→ Task to complete:
Recast every line of the entries below as a Markdown table with two columns, Row and Text. Put each line's number under Row and the line itself under Text, leaving out blank lines.

→ Available data:
## START

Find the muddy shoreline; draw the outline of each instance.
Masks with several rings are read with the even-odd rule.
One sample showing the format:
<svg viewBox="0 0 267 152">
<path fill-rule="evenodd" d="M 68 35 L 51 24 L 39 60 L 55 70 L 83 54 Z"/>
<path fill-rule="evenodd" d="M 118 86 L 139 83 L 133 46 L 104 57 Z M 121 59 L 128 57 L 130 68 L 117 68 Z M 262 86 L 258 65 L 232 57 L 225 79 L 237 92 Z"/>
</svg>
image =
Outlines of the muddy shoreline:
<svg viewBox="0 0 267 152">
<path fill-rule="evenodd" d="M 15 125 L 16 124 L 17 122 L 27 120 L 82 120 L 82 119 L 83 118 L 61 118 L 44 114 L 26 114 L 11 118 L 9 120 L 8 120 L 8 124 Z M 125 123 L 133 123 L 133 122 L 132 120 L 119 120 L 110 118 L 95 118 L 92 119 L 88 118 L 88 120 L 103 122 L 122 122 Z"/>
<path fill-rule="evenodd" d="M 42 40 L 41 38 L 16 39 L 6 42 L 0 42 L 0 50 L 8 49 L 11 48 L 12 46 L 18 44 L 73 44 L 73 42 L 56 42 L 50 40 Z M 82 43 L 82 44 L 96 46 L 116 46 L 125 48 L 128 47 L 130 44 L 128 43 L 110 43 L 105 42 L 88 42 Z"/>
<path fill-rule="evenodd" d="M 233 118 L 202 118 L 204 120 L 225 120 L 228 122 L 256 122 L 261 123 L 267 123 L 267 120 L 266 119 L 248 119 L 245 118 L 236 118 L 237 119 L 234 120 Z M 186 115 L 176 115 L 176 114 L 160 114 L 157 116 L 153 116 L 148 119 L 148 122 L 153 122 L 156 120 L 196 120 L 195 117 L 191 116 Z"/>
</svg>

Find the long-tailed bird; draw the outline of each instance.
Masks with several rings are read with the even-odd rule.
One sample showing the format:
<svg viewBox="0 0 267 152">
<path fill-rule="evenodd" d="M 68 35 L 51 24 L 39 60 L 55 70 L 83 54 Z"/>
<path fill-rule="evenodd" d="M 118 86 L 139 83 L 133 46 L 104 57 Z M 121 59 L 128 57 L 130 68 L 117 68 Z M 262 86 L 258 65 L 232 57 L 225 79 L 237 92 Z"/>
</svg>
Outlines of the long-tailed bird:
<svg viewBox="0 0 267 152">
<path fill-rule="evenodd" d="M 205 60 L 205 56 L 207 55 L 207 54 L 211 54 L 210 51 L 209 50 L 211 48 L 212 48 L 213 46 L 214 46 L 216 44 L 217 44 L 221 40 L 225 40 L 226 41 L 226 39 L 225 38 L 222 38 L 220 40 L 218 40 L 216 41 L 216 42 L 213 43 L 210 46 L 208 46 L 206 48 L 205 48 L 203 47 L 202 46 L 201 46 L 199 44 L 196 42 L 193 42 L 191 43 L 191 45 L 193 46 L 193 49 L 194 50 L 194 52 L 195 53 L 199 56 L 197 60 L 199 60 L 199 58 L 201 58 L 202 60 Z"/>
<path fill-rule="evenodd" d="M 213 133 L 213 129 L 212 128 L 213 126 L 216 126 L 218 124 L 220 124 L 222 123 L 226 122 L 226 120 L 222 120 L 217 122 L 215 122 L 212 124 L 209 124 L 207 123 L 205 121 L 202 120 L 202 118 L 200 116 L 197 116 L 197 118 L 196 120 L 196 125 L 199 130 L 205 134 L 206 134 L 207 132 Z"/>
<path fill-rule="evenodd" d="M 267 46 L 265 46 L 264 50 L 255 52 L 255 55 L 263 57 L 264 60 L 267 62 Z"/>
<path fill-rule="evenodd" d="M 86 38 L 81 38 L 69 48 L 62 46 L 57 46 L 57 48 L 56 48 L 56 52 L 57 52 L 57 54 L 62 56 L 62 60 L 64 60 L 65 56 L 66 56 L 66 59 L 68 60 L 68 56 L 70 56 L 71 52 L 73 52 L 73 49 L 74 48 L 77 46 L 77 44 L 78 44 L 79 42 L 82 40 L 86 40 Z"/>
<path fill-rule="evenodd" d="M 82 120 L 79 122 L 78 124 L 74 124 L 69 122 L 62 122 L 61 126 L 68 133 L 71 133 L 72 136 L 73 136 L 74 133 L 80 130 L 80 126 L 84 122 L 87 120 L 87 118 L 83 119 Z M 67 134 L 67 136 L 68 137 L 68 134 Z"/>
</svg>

## END

→ Task solution:
| Row | Text |
|---|---|
| 1 | Find the muddy shoreline; draw the outline of each instance. |
| 2 | Masks with several rings are read with the even-odd rule. |
| 3 | One sample showing the format: |
| 4 | <svg viewBox="0 0 267 152"> |
| 5 | <path fill-rule="evenodd" d="M 68 35 L 51 24 L 39 60 L 55 70 L 83 54 Z"/> |
| 6 | <path fill-rule="evenodd" d="M 118 86 L 139 83 L 133 46 L 104 57 Z M 121 59 L 128 57 L 130 68 L 117 68 Z M 262 86 L 258 65 L 232 57 L 225 79 L 237 92 Z"/> |
| 7 | </svg> |
| 8 | image = |
| 9 | Outlines of the muddy shoreline: |
| 10 | <svg viewBox="0 0 267 152"> |
| 11 | <path fill-rule="evenodd" d="M 15 125 L 16 124 L 17 122 L 27 120 L 82 120 L 82 119 L 83 118 L 61 118 L 44 114 L 26 114 L 11 118 L 9 120 L 8 120 L 8 124 Z M 125 123 L 133 123 L 133 122 L 132 120 L 119 120 L 110 118 L 95 118 L 92 119 L 88 118 L 88 120 L 103 122 L 122 122 Z"/> |
| 12 | <path fill-rule="evenodd" d="M 42 40 L 41 38 L 16 39 L 6 42 L 0 42 L 0 50 L 8 49 L 11 48 L 12 46 L 18 44 L 73 44 L 73 42 L 56 42 L 50 40 Z M 82 43 L 82 44 L 96 46 L 116 46 L 125 48 L 128 47 L 130 44 L 128 43 L 110 43 L 105 42 L 88 42 Z"/> |
| 13 | <path fill-rule="evenodd" d="M 233 118 L 202 118 L 204 120 L 225 120 L 228 122 L 256 122 L 261 123 L 267 123 L 267 120 L 266 119 L 248 119 L 245 118 L 236 118 L 237 119 L 234 120 Z M 186 115 L 176 115 L 176 114 L 160 114 L 157 116 L 153 116 L 148 119 L 148 122 L 153 122 L 156 120 L 196 120 L 195 117 L 191 116 Z"/> |
| 14 | </svg> |
| 15 | Find the long-tailed bird; draw the outline of each instance. |
| 16 | Masks with several rings are read with the even-odd rule. |
| 17 | One sample showing the format: |
| 18 | <svg viewBox="0 0 267 152"> |
| 19 | <path fill-rule="evenodd" d="M 68 35 L 51 24 L 39 60 L 55 70 L 83 54 Z"/> |
| 20 | <path fill-rule="evenodd" d="M 118 86 L 139 83 L 133 46 L 104 57 Z M 121 59 L 128 57 L 130 68 L 117 68 Z M 262 86 L 258 65 L 232 57 L 225 79 L 237 92 Z"/> |
| 21 | </svg> |
| 22 | Outlines of the long-tailed bird: |
| 23 | <svg viewBox="0 0 267 152"> |
| 24 | <path fill-rule="evenodd" d="M 205 60 L 205 56 L 207 55 L 207 54 L 211 54 L 210 51 L 209 50 L 211 48 L 212 48 L 213 46 L 214 46 L 216 44 L 217 44 L 221 40 L 225 40 L 226 41 L 226 39 L 225 38 L 222 38 L 220 40 L 218 40 L 216 41 L 216 42 L 213 43 L 210 46 L 208 46 L 206 48 L 205 48 L 203 47 L 202 46 L 201 46 L 199 44 L 196 42 L 193 42 L 191 43 L 191 45 L 193 46 L 193 49 L 194 50 L 194 52 L 195 53 L 199 56 L 197 60 L 199 60 L 199 58 L 201 58 L 202 60 Z"/> |
| 25 | <path fill-rule="evenodd" d="M 213 133 L 213 129 L 212 128 L 213 126 L 216 126 L 218 124 L 220 124 L 222 123 L 226 122 L 226 120 L 222 120 L 217 122 L 215 122 L 212 124 L 209 124 L 207 123 L 205 121 L 202 120 L 202 118 L 200 116 L 197 116 L 197 118 L 196 120 L 196 125 L 199 130 L 205 134 L 206 134 L 207 132 Z"/> |
| 26 | <path fill-rule="evenodd" d="M 267 46 L 265 46 L 264 50 L 255 52 L 255 55 L 263 57 L 264 60 L 267 62 Z"/> |
| 27 | <path fill-rule="evenodd" d="M 86 38 L 81 38 L 69 48 L 62 46 L 57 46 L 57 48 L 56 48 L 56 52 L 57 52 L 57 54 L 62 56 L 62 60 L 64 60 L 65 56 L 66 56 L 66 59 L 68 60 L 68 56 L 70 56 L 71 52 L 73 52 L 73 49 L 74 48 L 77 46 L 77 44 L 78 44 L 79 42 L 82 40 L 86 40 Z"/> |
| 28 | <path fill-rule="evenodd" d="M 82 120 L 79 122 L 78 124 L 74 124 L 69 122 L 62 122 L 61 126 L 68 133 L 71 133 L 72 136 L 73 136 L 74 133 L 80 130 L 80 126 L 84 122 L 87 120 L 87 118 L 83 119 Z M 67 134 L 67 136 L 68 137 L 68 134 Z"/> |
| 29 | </svg> |